__EXERCISE__:
Every record is to be printed exactly as written, and any picture in it is skipped.

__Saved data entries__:
[Start of Attachment]

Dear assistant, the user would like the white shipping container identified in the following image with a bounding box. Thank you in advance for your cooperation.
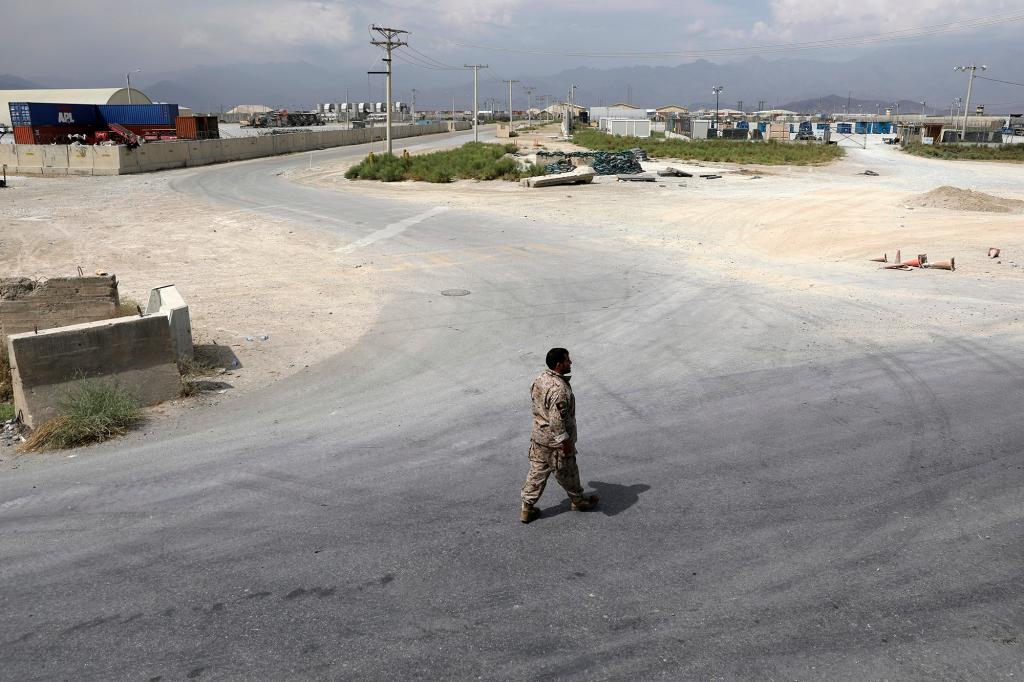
[607,118,651,138]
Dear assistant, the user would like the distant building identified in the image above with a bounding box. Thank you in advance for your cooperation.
[227,104,272,115]
[655,105,689,121]
[590,103,645,122]
[0,87,152,128]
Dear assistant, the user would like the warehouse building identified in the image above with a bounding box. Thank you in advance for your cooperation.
[0,88,152,128]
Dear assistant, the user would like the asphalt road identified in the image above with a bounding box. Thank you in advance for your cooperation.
[2,129,1023,681]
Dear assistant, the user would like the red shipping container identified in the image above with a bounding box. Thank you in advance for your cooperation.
[14,125,97,144]
[175,116,198,140]
[13,126,34,144]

[End of Attachment]

__WRITTEN SOLUTION__:
Dear assistant, the user would like the white shipping container identified in the following image with a bounding box. Thank you in advance for your cooperation.
[607,118,651,138]
Dear assistant, the user would like the distant building identified in the image above with a bounding box. Thank you in advance for your cooperation.
[227,104,272,115]
[655,105,689,121]
[590,103,645,122]
[0,87,152,128]
Dear assistant, the user would like the warehouse building identified in the image above with a bounding box. Thank you in advance for your cooperation.
[0,88,152,128]
Dear assistant, the user would like the asphalt road identified in the image above with a bounding box. Thank you in advance for your cooperation.
[2,129,1023,681]
Dear assistant, the user would like the red shipping container identified in the image above with a bounding box. Thank you in advance for your cooperation.
[14,125,97,144]
[175,116,198,140]
[13,126,34,144]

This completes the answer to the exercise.